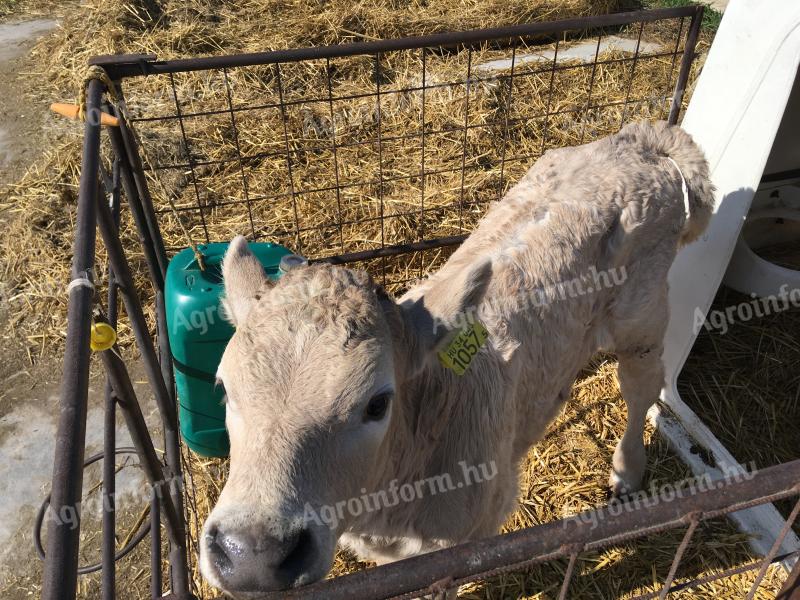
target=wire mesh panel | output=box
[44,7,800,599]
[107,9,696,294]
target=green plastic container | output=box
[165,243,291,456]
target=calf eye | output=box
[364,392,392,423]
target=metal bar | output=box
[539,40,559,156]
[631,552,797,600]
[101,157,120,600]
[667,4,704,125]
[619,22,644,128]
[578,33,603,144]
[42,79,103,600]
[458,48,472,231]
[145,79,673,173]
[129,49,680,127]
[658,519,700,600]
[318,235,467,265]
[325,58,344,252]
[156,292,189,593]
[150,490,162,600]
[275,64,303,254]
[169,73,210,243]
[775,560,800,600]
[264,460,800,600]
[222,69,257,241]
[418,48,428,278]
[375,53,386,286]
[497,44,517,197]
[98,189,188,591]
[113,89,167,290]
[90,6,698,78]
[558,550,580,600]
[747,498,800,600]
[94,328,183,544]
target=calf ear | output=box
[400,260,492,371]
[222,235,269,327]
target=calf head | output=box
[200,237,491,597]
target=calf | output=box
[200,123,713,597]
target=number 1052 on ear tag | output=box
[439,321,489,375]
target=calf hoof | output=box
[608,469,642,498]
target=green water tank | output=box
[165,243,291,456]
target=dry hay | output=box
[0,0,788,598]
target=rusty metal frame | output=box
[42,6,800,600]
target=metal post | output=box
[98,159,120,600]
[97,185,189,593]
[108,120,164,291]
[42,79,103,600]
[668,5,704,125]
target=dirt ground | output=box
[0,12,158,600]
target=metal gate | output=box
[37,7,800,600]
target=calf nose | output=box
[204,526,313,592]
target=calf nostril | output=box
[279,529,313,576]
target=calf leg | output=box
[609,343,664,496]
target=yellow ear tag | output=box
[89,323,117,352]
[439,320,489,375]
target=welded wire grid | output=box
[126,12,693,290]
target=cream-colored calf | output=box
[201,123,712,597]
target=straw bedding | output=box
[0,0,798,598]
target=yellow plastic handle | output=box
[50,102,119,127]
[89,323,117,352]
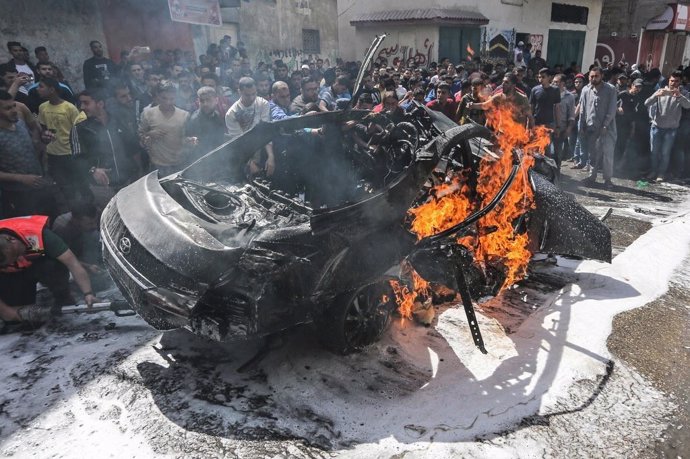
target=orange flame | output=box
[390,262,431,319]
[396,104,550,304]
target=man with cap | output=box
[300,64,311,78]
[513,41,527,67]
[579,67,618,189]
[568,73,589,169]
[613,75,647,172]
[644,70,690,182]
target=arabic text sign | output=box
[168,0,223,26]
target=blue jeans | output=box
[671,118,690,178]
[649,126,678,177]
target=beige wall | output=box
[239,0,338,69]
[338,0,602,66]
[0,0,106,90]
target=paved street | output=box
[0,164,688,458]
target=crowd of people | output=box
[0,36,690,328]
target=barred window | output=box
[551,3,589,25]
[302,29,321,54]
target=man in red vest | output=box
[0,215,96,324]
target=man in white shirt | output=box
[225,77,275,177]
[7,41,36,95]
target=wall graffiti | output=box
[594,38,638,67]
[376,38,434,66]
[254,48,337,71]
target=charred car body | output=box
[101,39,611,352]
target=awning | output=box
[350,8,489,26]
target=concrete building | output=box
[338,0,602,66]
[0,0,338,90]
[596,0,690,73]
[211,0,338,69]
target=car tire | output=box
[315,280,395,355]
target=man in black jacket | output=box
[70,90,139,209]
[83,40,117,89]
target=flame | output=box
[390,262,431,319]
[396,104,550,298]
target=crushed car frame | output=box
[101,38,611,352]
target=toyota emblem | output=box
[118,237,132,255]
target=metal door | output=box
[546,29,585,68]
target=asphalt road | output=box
════
Do this: Rewrite every line of the listing above, from the line that contains "target=calf head | output=box" down to the line that contains "[42,6,800,600]", both ends included, and increase each coordinate by 109.

Output:
target=calf head | output=box
[309,346,600,706]
target=calf | output=box
[309,232,822,706]
target=number 1052 on ear tag | output=box
[548,430,598,484]
target=calf hoof | output=box
[717,578,751,607]
target=green water tank | output=box
[274,352,400,565]
target=dry hay | output=box
[109,109,897,707]
target=rusty metal frame | output=box
[151,115,909,709]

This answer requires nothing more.